Document excerpt —

******************************

OpenVerseLab: a Testbed towards an Open Metaverse

8 min readJul 11, 2023

OpenVerseLab: a Testbed towards an Open Metave

Neil Stevenson coined the term Metaverse to describe a virtual reality world where participants engage in life alternative to their physical bodies with avatars, and has since captured the imaginations of many.

The term was only known mostly to the scifi and virtual world communities until in recent years, when affordable VR headsets and the emergence of blockchain economy, suddenly made the prospect seem real, including Facebook purchsing the leading VR headset company Oculus and even renamed itself to Meta.

Many people are well aware and concerned of a Metaverse developed and controlled by a single company entity, which also appearantly goes against the spirit and architecture of the Web and even Internet itself. Hence many efforts exist in building a more open, decentralized, and interoperable "Web3D" or virtual world systems.

At the same time, not necessarily engaged in a shared Metaverse goal, researchers in the multimedia and virtual world/virtual reality (VR) systems have often come up with innovative works and concepts, that seem to be good components for the Metaverse, yet due to the sheer effort of getting any practical systems to work, they often cannot get beyond the research prototype stage. Without major corporoate sponsorship, advances towards more accessible adoption is often slow.

We observe that while incremental advances in various related subdomains have been interesting, to accelerate to the next major breakthrough appears to require a more concerted and intentional effort.

******************************

Required work —
(a) Rewrite the OpenVerseLab article from "At the same" to "and intentional effort.", replacing "researchers" with "engineers".
(b) Copy each line of the listing that contains the string "above". Treat uppercase and lowercase letters as different.

******************************

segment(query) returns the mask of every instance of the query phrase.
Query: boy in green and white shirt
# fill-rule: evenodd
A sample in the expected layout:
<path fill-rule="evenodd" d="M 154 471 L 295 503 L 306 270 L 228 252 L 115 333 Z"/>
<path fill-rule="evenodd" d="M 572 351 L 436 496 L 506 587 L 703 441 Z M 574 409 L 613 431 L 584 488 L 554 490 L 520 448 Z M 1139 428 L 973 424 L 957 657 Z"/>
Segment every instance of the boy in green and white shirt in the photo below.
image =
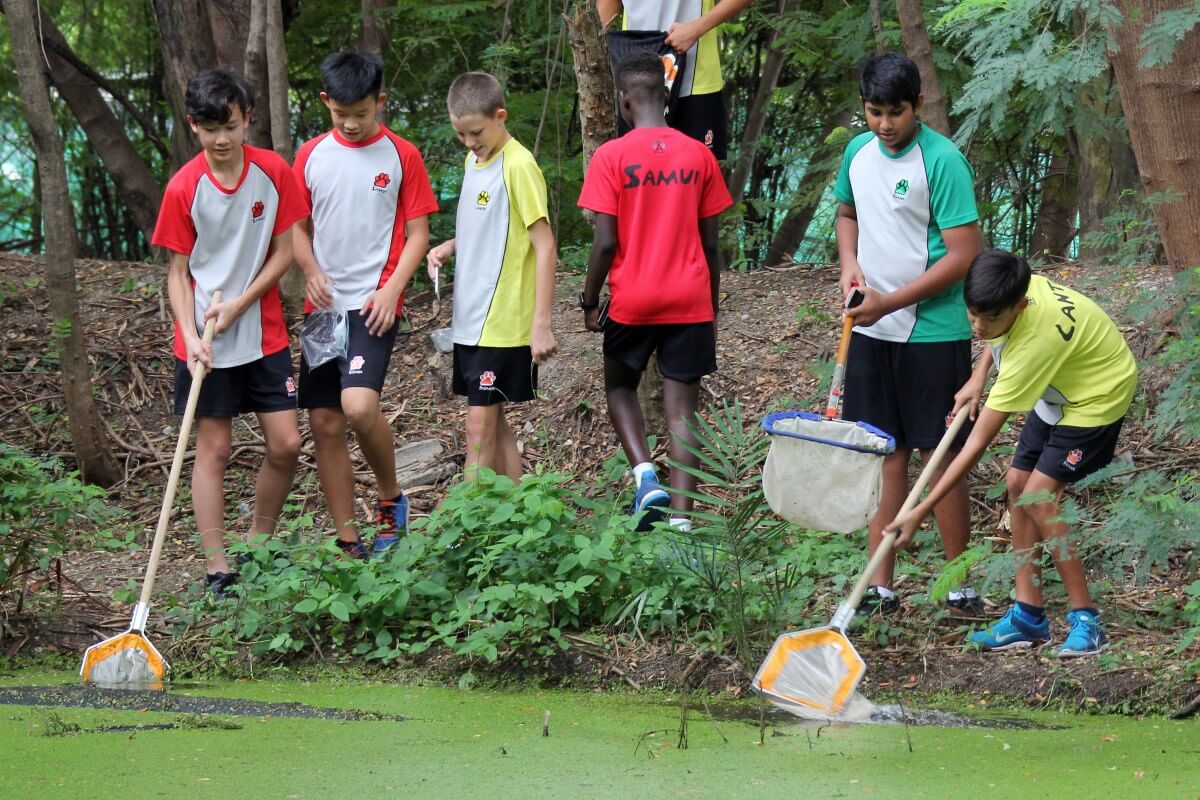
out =
<path fill-rule="evenodd" d="M 923 125 L 920 74 L 894 53 L 868 61 L 859 79 L 870 131 L 846 148 L 834 194 L 844 296 L 852 284 L 865 299 L 854 318 L 846 363 L 842 416 L 895 437 L 883 465 L 880 507 L 868 527 L 874 553 L 883 525 L 908 492 L 908 459 L 923 457 L 946 432 L 954 393 L 971 374 L 971 326 L 962 277 L 979 252 L 979 215 L 971 166 L 954 144 Z M 935 510 L 947 560 L 966 549 L 967 487 L 959 485 Z M 871 576 L 860 609 L 899 608 L 894 559 Z M 979 600 L 955 589 L 950 606 L 973 612 Z"/>

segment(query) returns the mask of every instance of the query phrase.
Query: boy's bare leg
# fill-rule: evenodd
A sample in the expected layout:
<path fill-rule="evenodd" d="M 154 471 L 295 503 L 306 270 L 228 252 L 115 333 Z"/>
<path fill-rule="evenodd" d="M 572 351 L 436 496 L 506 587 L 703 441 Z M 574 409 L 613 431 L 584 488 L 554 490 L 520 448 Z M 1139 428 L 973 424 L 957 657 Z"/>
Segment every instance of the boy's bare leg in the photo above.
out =
<path fill-rule="evenodd" d="M 924 463 L 929 463 L 929 457 L 932 455 L 932 450 L 920 451 L 920 458 Z M 929 481 L 930 486 L 937 486 L 946 468 L 956 455 L 958 451 L 946 453 L 946 458 L 934 470 L 934 476 Z M 971 535 L 971 495 L 968 489 L 970 487 L 964 479 L 954 485 L 954 488 L 942 498 L 941 503 L 934 506 L 934 518 L 937 521 L 937 530 L 942 534 L 942 548 L 946 551 L 947 563 L 962 555 L 967 548 L 967 539 Z"/>
<path fill-rule="evenodd" d="M 524 465 L 521 463 L 521 451 L 517 450 L 517 438 L 504 414 L 504 403 L 497 403 L 496 408 L 499 409 L 497 413 L 499 421 L 496 423 L 496 467 L 492 469 L 514 481 L 520 481 Z"/>
<path fill-rule="evenodd" d="M 908 494 L 908 458 L 911 450 L 896 449 L 890 456 L 883 457 L 883 488 L 880 491 L 880 507 L 866 527 L 868 553 L 874 555 L 883 541 L 883 529 L 900 513 L 900 506 Z M 895 571 L 895 553 L 888 555 L 880 569 L 871 576 L 872 587 L 890 587 Z"/>
<path fill-rule="evenodd" d="M 1061 519 L 1055 519 L 1062 513 L 1061 504 L 1064 488 L 1066 483 L 1062 481 L 1033 470 L 1025 485 L 1025 491 L 1050 493 L 1054 500 L 1024 507 L 1028 511 L 1028 517 L 1033 522 L 1042 547 L 1049 551 L 1050 558 L 1054 559 L 1058 577 L 1062 578 L 1062 585 L 1067 588 L 1067 600 L 1070 602 L 1070 608 L 1092 608 L 1092 593 L 1087 589 L 1084 563 L 1068 537 L 1070 527 Z"/>
<path fill-rule="evenodd" d="M 475 479 L 480 467 L 499 471 L 497 445 L 499 423 L 503 419 L 502 408 L 499 403 L 467 407 L 467 463 L 463 467 L 463 477 L 468 481 Z"/>
<path fill-rule="evenodd" d="M 642 373 L 614 359 L 604 360 L 604 386 L 608 402 L 608 419 L 617 432 L 617 439 L 625 450 L 629 464 L 650 461 L 650 449 L 646 444 L 646 420 L 637 402 L 637 384 Z M 666 391 L 666 381 L 664 392 Z M 664 397 L 665 399 L 665 397 Z M 890 519 L 888 522 L 892 522 Z"/>
<path fill-rule="evenodd" d="M 300 461 L 300 426 L 295 409 L 259 414 L 258 425 L 266 440 L 266 455 L 254 483 L 254 519 L 250 536 L 275 531 Z"/>
<path fill-rule="evenodd" d="M 1028 486 L 1031 473 L 1009 468 L 1004 475 L 1008 489 L 1008 524 L 1013 533 L 1013 554 L 1016 557 L 1016 600 L 1043 607 L 1042 548 L 1037 523 L 1030 516 L 1033 506 L 1019 505 Z"/>
<path fill-rule="evenodd" d="M 359 539 L 354 524 L 354 465 L 347 440 L 346 415 L 337 408 L 308 410 L 308 427 L 317 446 L 317 477 L 325 494 L 325 505 L 334 521 L 337 537 L 346 542 Z"/>
<path fill-rule="evenodd" d="M 192 464 L 192 506 L 209 575 L 229 572 L 224 557 L 224 471 L 233 443 L 233 420 L 196 419 L 196 462 Z"/>
<path fill-rule="evenodd" d="M 636 393 L 635 393 L 636 399 Z M 689 467 L 700 464 L 700 458 L 685 447 L 697 446 L 696 434 L 689 422 L 696 419 L 696 409 L 700 404 L 700 381 L 684 384 L 670 378 L 662 379 L 662 405 L 667 415 L 667 428 L 671 432 L 671 459 Z M 641 411 L 641 408 L 638 408 Z M 674 511 L 691 511 L 692 499 L 679 492 L 695 492 L 696 476 L 682 469 L 671 469 L 671 509 Z"/>
<path fill-rule="evenodd" d="M 342 414 L 359 438 L 362 457 L 374 473 L 379 499 L 395 500 L 400 494 L 396 486 L 396 437 L 379 408 L 379 392 L 365 386 L 343 389 Z"/>

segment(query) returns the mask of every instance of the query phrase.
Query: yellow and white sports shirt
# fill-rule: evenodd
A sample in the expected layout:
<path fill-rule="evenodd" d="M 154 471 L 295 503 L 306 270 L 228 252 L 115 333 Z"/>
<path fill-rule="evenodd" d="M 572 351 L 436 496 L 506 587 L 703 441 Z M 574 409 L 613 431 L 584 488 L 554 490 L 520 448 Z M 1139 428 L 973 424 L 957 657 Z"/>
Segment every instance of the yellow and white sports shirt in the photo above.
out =
<path fill-rule="evenodd" d="M 1088 297 L 1034 275 L 1026 306 L 990 339 L 1000 374 L 985 405 L 1033 411 L 1050 425 L 1098 428 L 1129 410 L 1138 365 L 1121 331 Z"/>
<path fill-rule="evenodd" d="M 467 154 L 455 229 L 454 341 L 530 342 L 536 254 L 529 225 L 548 219 L 546 179 L 516 139 L 480 162 Z"/>

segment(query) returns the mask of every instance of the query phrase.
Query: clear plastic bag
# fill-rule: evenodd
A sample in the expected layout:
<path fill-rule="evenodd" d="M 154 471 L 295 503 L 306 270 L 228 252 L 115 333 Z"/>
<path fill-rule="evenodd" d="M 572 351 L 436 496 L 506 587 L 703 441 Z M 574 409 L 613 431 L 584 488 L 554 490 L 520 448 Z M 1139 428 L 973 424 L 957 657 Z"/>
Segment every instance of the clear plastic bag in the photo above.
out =
<path fill-rule="evenodd" d="M 310 369 L 334 359 L 344 359 L 348 348 L 349 323 L 337 297 L 329 308 L 318 308 L 305 318 L 300 329 L 300 350 Z"/>

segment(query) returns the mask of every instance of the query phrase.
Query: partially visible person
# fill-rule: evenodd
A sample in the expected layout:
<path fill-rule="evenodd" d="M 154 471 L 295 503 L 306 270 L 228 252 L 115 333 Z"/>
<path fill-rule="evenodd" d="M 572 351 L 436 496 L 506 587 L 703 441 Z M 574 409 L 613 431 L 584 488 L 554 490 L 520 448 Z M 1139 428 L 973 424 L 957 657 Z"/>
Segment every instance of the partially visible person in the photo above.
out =
<path fill-rule="evenodd" d="M 336 295 L 348 313 L 346 357 L 316 369 L 300 360 L 300 407 L 317 447 L 317 473 L 337 543 L 366 558 L 354 519 L 354 432 L 376 480 L 378 525 L 372 549 L 382 555 L 408 529 L 408 498 L 396 483 L 396 441 L 379 407 L 400 329 L 404 287 L 430 245 L 438 210 L 421 154 L 379 121 L 388 95 L 383 60 L 341 52 L 320 64 L 320 101 L 332 128 L 296 154 L 296 180 L 312 205 L 295 227 L 306 311 L 328 308 Z"/>
<path fill-rule="evenodd" d="M 520 480 L 521 453 L 505 416 L 534 399 L 538 365 L 557 350 L 551 312 L 558 251 L 546 180 L 508 130 L 499 80 L 467 72 L 446 96 L 450 124 L 469 151 L 455 237 L 430 249 L 431 277 L 455 258 L 454 391 L 467 399 L 467 458 Z"/>
<path fill-rule="evenodd" d="M 292 228 L 308 209 L 287 162 L 245 143 L 254 100 L 241 76 L 203 70 L 187 83 L 184 102 L 202 151 L 167 184 L 151 241 L 170 252 L 175 414 L 187 405 L 196 365 L 209 369 L 196 408 L 192 506 L 205 587 L 223 597 L 238 582 L 224 553 L 233 419 L 254 414 L 266 445 L 247 537 L 274 533 L 300 455 L 278 282 L 292 264 Z M 222 302 L 214 303 L 218 290 Z M 210 319 L 216 336 L 205 345 Z"/>
<path fill-rule="evenodd" d="M 978 419 L 929 497 L 889 523 L 886 533 L 896 531 L 896 546 L 907 546 L 930 510 L 965 481 L 1008 417 L 1032 410 L 1004 476 L 1018 557 L 1016 602 L 1000 621 L 967 640 L 984 650 L 1051 642 L 1042 582 L 1042 554 L 1048 551 L 1070 606 L 1058 656 L 1094 655 L 1108 646 L 1108 637 L 1070 528 L 1060 518 L 1062 494 L 1112 459 L 1138 385 L 1138 365 L 1099 306 L 1074 289 L 1031 276 L 1019 255 L 1002 249 L 980 253 L 967 272 L 965 295 L 974 335 L 988 349 L 955 395 L 954 409 L 970 405 Z M 996 383 L 978 410 L 994 362 Z"/>
<path fill-rule="evenodd" d="M 688 60 L 679 82 L 679 98 L 672 106 L 671 127 L 682 131 L 725 160 L 728 150 L 728 116 L 721 89 L 718 29 L 736 19 L 754 0 L 596 0 L 600 22 L 612 25 L 622 14 L 623 30 L 659 30 L 666 43 Z M 619 119 L 623 122 L 623 118 Z M 622 127 L 622 133 L 628 124 Z"/>
<path fill-rule="evenodd" d="M 917 65 L 895 53 L 875 56 L 858 85 L 870 130 L 846 148 L 834 196 L 842 296 L 856 283 L 865 295 L 846 312 L 856 326 L 842 416 L 887 431 L 896 441 L 884 458 L 880 506 L 868 527 L 874 553 L 908 493 L 913 451 L 926 458 L 937 446 L 954 393 L 971 374 L 962 278 L 982 235 L 971 166 L 918 116 Z M 966 549 L 970 533 L 965 482 L 947 492 L 935 516 L 950 561 Z M 871 577 L 860 610 L 899 608 L 894 566 L 889 557 Z M 949 603 L 955 610 L 982 610 L 970 587 L 956 587 Z"/>
<path fill-rule="evenodd" d="M 647 50 L 617 65 L 617 101 L 632 128 L 600 145 L 588 164 L 580 205 L 595 212 L 595 237 L 580 296 L 584 325 L 604 333 L 608 416 L 634 468 L 638 530 L 672 512 L 686 529 L 696 479 L 671 469 L 667 494 L 650 462 L 637 385 L 658 354 L 671 432 L 671 458 L 696 467 L 700 379 L 716 369 L 720 308 L 719 215 L 732 205 L 713 154 L 666 125 L 662 62 Z M 608 319 L 600 288 L 608 281 Z"/>

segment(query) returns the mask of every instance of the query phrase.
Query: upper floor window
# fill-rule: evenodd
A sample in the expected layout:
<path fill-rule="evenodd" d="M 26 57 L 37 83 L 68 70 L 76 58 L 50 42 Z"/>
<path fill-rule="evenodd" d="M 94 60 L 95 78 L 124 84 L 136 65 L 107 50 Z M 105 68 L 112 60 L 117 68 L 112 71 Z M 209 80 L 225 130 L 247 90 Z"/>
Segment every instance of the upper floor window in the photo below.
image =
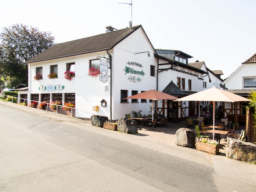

******************************

Responses by task —
(a)
At the same time, not necessarily engaged in a shared Metaverse goal, engineers in the multimedia and virtual world/virtual reality (VR) systems have often come up with innovative works and concepts, that seem to be good components for the Metaverse, yet due to the sheer effort of getting any practical systems to work, they often cannot get beyond the research prototype stage. Without major corporoate sponsorship, advances towards more accessible adoption is often slow.

We observe that while incremental advances in various related subdomains have been interesting, to accelerate to the next major breakthrough appears to require a more concerted and intentional effort.

(b)
Segment every instance of the boy's bare leg in the photo above.
Segment every instance of the yellow and white sports shirt in the photo above.
Segment every instance of the clear plastic bag in the photo above.
Segment every instance of the partially visible person in the photo above.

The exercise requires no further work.